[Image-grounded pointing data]

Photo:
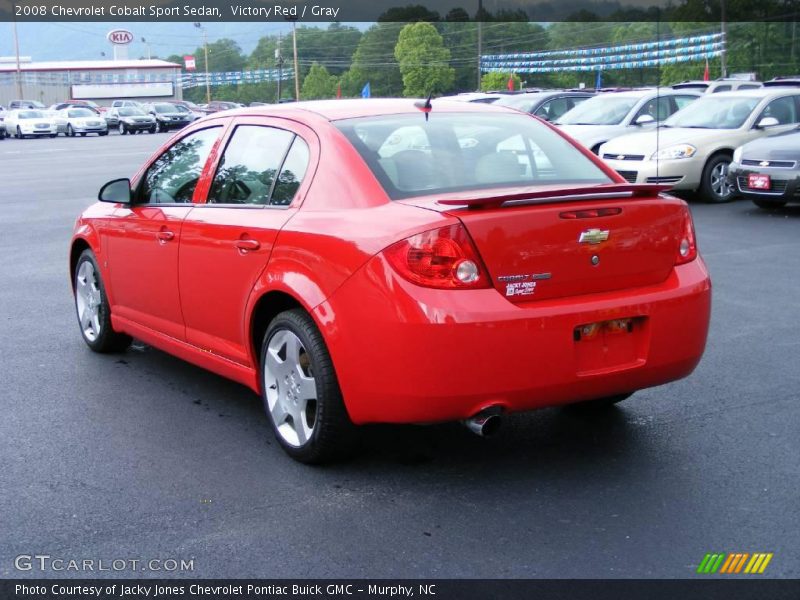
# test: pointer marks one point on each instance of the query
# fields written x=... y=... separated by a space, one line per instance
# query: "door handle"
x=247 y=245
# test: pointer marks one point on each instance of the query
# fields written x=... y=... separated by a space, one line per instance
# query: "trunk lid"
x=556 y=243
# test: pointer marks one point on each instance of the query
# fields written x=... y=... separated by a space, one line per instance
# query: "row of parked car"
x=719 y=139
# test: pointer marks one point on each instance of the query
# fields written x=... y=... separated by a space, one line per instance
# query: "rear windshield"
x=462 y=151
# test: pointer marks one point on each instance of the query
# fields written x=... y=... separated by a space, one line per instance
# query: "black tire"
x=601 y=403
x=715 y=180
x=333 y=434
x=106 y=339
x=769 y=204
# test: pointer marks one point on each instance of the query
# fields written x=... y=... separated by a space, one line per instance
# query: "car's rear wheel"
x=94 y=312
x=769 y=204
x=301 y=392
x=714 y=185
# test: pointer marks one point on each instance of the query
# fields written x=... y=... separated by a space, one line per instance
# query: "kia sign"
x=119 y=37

* **What the exercise asks**:
Every record is to be repeated exactly, and no picture is carried over.

* **Solution for this task**:
Photo:
# test: pointer marks one point on each instance of the query
# fields written x=... y=... separated by a space, one line per instance
# query: "door handle"
x=247 y=245
# test: pointer marks one point on each instance of the query
# fields written x=... y=... separated by a space, one line per instance
# query: "trunk lid"
x=556 y=243
# test: pointer marks one point on each instance of the query
# fields written x=... y=... separated by a space, one line per instance
# query: "row of parked car"
x=719 y=139
# test: pointer marks one point on each instance of the query
# fields written x=... y=... separated by a space, one line per instance
# query: "rear windshield"
x=462 y=151
# test: pointer marks one point on each instance of the query
# fields written x=... y=... separated by a space, one line per instance
# query: "black tire"
x=601 y=403
x=715 y=180
x=333 y=434
x=106 y=339
x=769 y=204
# test: pointer marks one point on each instance of the query
# fields written x=... y=... separated by a space, one line per instance
# query: "car's rear wheel"
x=94 y=312
x=769 y=204
x=301 y=392
x=714 y=185
# test: pointer marks one point on each instance of the query
# fields written x=... y=... separated by a space, one line per instance
# query: "kia sign"
x=119 y=37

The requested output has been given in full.